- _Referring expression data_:
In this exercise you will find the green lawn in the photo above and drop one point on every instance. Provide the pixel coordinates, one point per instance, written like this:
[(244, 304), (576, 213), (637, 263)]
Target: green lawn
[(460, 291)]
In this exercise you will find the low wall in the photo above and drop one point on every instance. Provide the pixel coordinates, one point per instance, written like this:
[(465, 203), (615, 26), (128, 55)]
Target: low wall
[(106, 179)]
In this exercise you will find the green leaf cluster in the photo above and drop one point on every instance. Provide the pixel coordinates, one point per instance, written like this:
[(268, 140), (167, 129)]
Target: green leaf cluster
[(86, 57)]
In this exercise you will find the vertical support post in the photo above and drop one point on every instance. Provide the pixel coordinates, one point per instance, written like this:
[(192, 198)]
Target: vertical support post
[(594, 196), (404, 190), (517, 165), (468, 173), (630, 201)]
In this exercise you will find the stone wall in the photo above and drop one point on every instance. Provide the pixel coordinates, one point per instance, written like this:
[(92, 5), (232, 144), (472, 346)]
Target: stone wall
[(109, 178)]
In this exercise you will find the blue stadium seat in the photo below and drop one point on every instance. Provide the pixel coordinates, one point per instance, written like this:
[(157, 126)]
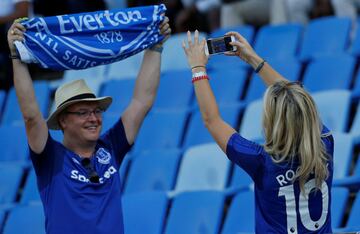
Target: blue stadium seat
[(174, 90), (196, 212), (197, 133), (325, 36), (121, 91), (290, 68), (241, 214), (352, 182), (228, 84), (2, 100), (144, 212), (330, 72), (109, 119), (343, 152), (12, 114), (355, 45), (125, 69), (355, 127), (153, 170), (274, 42), (13, 143), (30, 192), (251, 125), (173, 57), (334, 108), (26, 219), (161, 130), (223, 62), (356, 89), (203, 167), (353, 224), (338, 205), (10, 179)]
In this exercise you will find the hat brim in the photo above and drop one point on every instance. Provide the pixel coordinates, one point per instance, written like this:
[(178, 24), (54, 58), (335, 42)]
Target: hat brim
[(52, 121)]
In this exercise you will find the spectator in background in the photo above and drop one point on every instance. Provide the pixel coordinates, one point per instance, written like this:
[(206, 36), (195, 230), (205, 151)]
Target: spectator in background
[(293, 170), (9, 11)]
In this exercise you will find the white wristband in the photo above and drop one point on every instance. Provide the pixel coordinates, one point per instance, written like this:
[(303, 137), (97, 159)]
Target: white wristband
[(198, 74)]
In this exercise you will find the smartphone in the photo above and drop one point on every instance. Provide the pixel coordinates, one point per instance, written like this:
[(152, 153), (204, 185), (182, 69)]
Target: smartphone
[(219, 45)]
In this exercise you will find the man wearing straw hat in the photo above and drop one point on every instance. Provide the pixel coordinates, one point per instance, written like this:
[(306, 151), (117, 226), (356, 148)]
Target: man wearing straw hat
[(78, 180)]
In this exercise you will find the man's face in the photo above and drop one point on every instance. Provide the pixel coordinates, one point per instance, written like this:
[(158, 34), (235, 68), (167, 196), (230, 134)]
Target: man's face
[(82, 121)]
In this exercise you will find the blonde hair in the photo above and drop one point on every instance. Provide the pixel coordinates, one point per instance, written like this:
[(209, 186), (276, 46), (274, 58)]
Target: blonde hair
[(292, 130)]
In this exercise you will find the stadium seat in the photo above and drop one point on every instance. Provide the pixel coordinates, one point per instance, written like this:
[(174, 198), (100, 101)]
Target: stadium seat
[(223, 62), (13, 143), (2, 100), (161, 130), (278, 42), (290, 68), (196, 212), (125, 69), (12, 114), (356, 88), (251, 125), (338, 205), (228, 84), (197, 133), (355, 127), (331, 72), (353, 224), (203, 167), (30, 192), (325, 36), (109, 119), (240, 217), (175, 91), (355, 45), (343, 152), (121, 91), (173, 56), (26, 219), (352, 182), (10, 179), (144, 212), (153, 170), (334, 108)]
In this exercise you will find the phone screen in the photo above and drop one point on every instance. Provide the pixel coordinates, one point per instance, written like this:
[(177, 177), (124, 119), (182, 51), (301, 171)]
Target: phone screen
[(219, 45)]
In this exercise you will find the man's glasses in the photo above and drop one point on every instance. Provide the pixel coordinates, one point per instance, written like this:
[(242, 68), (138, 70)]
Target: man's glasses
[(84, 114), (92, 174)]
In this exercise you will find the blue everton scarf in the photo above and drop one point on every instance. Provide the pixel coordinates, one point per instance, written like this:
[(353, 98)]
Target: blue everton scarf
[(80, 41)]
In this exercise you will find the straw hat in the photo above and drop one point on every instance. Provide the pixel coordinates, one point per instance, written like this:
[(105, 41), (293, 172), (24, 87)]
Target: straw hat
[(71, 93)]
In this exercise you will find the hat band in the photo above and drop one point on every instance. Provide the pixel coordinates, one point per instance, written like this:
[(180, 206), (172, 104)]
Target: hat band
[(77, 97)]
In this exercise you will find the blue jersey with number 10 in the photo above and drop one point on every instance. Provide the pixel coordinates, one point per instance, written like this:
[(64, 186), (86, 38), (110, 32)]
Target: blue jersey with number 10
[(280, 205)]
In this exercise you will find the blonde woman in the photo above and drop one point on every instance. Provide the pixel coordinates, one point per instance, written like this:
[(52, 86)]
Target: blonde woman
[(293, 170)]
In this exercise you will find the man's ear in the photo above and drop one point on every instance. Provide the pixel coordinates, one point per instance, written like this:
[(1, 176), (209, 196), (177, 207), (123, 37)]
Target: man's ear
[(61, 121)]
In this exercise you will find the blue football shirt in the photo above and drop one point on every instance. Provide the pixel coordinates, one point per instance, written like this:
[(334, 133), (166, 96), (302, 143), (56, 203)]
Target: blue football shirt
[(72, 203), (280, 207)]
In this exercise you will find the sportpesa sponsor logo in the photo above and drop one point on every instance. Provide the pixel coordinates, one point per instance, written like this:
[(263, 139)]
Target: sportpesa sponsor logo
[(77, 176)]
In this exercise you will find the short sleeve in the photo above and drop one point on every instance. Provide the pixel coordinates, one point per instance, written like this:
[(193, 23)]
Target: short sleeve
[(246, 154), (116, 137), (48, 162)]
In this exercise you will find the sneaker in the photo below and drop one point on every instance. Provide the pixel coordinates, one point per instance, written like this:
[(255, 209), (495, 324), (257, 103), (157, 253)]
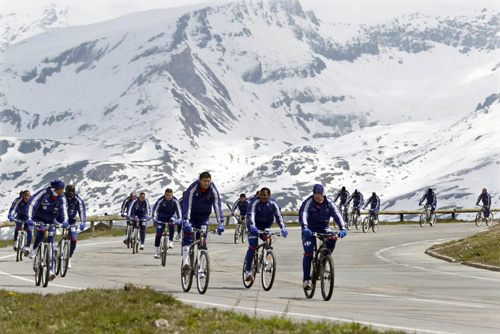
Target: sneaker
[(185, 269)]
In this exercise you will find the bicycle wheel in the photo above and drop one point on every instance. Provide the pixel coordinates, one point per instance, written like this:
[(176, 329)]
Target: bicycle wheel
[(163, 251), (310, 293), (203, 272), (20, 246), (37, 266), (489, 220), (46, 265), (64, 257), (187, 280), (366, 224), (57, 259), (479, 218), (268, 270), (349, 222), (327, 277), (237, 233)]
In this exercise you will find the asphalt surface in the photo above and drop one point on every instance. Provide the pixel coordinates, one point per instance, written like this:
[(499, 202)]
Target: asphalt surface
[(383, 279)]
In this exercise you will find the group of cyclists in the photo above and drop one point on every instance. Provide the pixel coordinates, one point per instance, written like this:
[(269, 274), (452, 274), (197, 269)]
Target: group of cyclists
[(190, 215)]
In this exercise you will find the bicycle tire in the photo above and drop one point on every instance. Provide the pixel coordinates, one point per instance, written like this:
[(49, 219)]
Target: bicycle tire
[(268, 271), (310, 293), (187, 280), (46, 265), (237, 233), (37, 267), (366, 224), (203, 272), (64, 258), (164, 251), (327, 277), (489, 220), (479, 219)]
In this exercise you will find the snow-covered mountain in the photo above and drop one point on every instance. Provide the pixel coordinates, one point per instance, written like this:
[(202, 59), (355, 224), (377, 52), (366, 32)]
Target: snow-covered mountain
[(259, 93)]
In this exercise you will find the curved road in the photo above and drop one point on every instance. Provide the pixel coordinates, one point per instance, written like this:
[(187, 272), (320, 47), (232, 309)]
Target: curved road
[(383, 280)]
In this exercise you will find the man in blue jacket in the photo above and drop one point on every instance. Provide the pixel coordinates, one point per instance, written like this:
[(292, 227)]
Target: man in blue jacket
[(166, 210), (197, 205), (374, 203), (261, 213), (43, 208), (430, 198), (314, 216), (76, 206), (17, 213), (486, 199), (140, 211)]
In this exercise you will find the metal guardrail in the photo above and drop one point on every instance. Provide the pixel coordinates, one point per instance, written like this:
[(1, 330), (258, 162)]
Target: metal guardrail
[(109, 219)]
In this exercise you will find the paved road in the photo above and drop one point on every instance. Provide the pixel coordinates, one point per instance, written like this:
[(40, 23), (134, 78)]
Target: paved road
[(383, 280)]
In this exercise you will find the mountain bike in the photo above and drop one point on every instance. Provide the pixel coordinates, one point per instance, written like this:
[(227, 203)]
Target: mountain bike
[(322, 268), (370, 221), (199, 263), (264, 262), (21, 242), (480, 217), (43, 259), (355, 218), (426, 216), (61, 258)]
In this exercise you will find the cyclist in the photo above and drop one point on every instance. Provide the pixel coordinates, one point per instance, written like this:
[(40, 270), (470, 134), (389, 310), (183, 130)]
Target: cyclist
[(314, 216), (343, 194), (140, 209), (261, 213), (179, 227), (44, 207), (124, 211), (164, 210), (374, 203), (75, 206), (486, 199), (241, 204), (197, 205), (431, 198), (17, 213), (357, 201)]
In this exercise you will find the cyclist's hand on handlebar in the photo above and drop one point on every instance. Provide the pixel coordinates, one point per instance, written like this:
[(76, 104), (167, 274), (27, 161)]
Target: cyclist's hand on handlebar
[(306, 233)]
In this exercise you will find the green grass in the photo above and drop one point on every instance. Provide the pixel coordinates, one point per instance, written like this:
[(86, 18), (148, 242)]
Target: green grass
[(134, 310), (482, 248)]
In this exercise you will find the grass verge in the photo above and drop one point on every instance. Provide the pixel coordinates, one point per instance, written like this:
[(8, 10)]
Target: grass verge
[(482, 248), (138, 310)]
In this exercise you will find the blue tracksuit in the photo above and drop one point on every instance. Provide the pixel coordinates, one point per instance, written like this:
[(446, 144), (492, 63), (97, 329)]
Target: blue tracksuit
[(242, 206), (18, 210), (163, 211), (430, 199), (374, 203), (141, 210), (261, 215), (197, 207), (486, 199), (316, 216)]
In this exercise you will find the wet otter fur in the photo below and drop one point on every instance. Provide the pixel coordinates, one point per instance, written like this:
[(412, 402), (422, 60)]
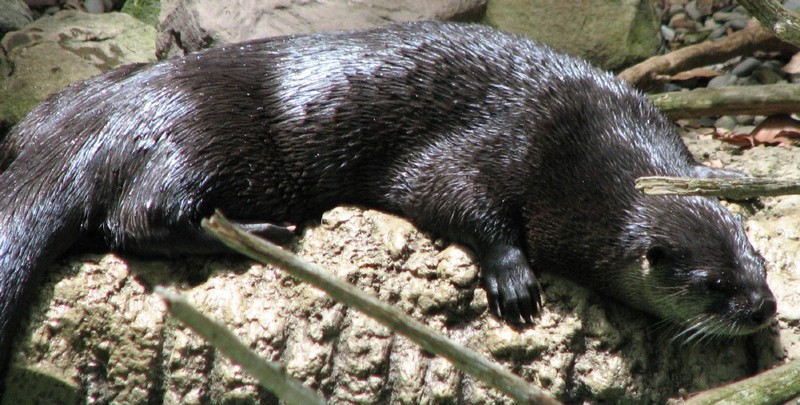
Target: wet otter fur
[(525, 155)]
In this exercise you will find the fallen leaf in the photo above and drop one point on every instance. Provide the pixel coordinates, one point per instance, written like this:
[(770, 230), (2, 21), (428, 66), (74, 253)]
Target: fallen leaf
[(793, 67), (698, 73), (776, 130)]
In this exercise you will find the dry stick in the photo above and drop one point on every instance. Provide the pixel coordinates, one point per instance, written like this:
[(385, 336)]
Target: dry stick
[(746, 41), (771, 14), (776, 386), (731, 188), (466, 360), (271, 375), (751, 100)]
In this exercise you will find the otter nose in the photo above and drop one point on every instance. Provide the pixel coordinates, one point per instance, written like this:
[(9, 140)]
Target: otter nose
[(764, 307)]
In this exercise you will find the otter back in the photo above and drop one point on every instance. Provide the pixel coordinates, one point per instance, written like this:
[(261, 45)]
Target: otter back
[(523, 154)]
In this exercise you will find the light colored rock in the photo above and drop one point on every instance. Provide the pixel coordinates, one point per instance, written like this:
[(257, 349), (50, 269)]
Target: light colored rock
[(611, 34), (96, 318), (190, 25), (14, 14), (52, 52)]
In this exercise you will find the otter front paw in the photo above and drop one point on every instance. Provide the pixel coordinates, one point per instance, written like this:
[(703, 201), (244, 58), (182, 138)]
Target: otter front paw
[(513, 290)]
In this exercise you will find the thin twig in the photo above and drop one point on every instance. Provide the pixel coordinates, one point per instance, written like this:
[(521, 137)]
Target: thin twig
[(271, 375), (730, 188), (464, 359), (776, 386)]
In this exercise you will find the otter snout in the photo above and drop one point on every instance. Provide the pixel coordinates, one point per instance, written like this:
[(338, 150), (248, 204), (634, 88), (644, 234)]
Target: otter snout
[(763, 306)]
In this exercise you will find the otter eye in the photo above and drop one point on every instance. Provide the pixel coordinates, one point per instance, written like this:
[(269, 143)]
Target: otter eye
[(717, 286), (656, 255)]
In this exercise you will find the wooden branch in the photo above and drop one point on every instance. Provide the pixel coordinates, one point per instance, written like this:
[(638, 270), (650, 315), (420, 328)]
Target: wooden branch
[(731, 188), (753, 38), (772, 15), (464, 359), (271, 375), (776, 386), (767, 99)]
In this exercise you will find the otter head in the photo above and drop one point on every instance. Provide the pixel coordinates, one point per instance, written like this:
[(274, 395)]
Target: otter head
[(696, 267)]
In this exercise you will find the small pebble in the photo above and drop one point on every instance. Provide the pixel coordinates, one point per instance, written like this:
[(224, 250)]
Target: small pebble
[(766, 76), (675, 9), (710, 24), (737, 23), (726, 122), (744, 129), (718, 32), (744, 119), (667, 32), (723, 16), (692, 11), (680, 20), (93, 6), (746, 67), (775, 65), (725, 80), (793, 5), (746, 81)]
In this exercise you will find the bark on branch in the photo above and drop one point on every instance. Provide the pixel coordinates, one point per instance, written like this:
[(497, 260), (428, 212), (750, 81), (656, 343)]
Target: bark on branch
[(753, 38), (751, 100), (730, 188)]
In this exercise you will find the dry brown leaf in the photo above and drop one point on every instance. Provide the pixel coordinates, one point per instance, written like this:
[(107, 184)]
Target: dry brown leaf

- _ABOUT THIS TASK_: Above are the records; from them, give again exactly the lines from the one containing "[(269, 143)]" through the one containing "[(224, 250)]", both included.

- _EXPECTED OUTPUT_:
[(269, 143)]
Target: otter eye
[(717, 286), (656, 255)]
In this exercise you will find the wooden branch in the photo above and drop one point on every instance. Provide the pixel coordinates, one point per instance, written like this:
[(638, 270), (650, 315), (420, 328)]
Target: wooden branch
[(731, 188), (753, 38), (772, 15), (464, 359), (271, 375), (776, 386), (767, 99)]
In this exercise you will find the otter head in the photo above and drop one point on every instance. Provide the pixel coordinates, one point per instance, written like this:
[(274, 395)]
Target: otter head
[(696, 267)]
In this exercise you will find the small pebble in the photo above and drop one point on every instance. Provide the pixel coordinates, one point per instance, written like this:
[(224, 250)]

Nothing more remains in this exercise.